Data to use: Begin

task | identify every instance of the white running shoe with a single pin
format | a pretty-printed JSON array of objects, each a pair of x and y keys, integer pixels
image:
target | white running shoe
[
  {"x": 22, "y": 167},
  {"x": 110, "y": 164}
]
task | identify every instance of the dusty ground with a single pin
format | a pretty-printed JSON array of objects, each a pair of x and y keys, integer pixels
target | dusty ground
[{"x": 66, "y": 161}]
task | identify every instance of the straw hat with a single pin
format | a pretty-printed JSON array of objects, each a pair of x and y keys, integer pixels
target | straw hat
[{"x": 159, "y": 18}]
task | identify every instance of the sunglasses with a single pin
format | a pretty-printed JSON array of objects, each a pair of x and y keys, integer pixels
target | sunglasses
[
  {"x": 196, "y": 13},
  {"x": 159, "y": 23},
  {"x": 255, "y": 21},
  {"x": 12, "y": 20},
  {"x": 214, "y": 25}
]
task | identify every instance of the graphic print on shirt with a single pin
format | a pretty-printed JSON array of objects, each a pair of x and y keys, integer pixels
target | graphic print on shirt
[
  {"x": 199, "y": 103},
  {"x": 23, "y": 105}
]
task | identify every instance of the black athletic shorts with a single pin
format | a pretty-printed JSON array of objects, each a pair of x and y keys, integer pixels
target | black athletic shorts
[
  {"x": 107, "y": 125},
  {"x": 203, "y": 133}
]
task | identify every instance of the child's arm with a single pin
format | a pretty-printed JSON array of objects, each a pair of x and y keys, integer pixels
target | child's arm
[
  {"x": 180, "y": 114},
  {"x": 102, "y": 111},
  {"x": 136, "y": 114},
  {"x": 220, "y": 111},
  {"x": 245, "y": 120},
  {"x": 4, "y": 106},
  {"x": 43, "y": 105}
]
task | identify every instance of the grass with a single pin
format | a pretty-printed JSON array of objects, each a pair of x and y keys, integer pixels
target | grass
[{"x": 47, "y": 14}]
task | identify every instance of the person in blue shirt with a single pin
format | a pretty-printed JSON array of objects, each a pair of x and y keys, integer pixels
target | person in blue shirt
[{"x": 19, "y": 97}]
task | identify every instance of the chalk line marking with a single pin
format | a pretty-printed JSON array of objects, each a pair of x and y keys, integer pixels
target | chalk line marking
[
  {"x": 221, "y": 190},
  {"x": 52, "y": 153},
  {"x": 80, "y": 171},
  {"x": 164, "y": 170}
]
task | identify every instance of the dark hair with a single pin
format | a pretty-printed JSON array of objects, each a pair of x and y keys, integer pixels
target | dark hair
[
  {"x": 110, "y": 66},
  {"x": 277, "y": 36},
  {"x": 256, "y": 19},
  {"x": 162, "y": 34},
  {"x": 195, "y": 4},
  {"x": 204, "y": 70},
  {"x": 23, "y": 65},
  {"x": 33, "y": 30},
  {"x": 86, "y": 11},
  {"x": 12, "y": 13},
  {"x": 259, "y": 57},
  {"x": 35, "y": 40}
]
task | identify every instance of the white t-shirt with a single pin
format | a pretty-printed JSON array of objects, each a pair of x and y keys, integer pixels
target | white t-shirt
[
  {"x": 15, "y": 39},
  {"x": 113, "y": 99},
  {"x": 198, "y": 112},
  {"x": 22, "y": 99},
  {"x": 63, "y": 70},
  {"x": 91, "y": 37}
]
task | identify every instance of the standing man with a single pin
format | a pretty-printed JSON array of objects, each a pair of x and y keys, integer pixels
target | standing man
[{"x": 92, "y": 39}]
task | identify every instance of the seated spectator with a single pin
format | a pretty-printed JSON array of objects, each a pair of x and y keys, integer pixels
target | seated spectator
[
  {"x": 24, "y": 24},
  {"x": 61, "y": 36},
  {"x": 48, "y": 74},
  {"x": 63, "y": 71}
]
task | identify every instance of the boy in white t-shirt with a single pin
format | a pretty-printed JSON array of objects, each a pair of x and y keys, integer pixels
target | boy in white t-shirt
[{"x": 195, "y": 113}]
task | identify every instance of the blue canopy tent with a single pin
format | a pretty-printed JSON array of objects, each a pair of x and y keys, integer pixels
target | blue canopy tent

Data to use: End

Task: Please copy every line of the data that carries the string "tent".

Response below:
task | identify every instance of the blue canopy tent with a single pin
target | blue canopy tent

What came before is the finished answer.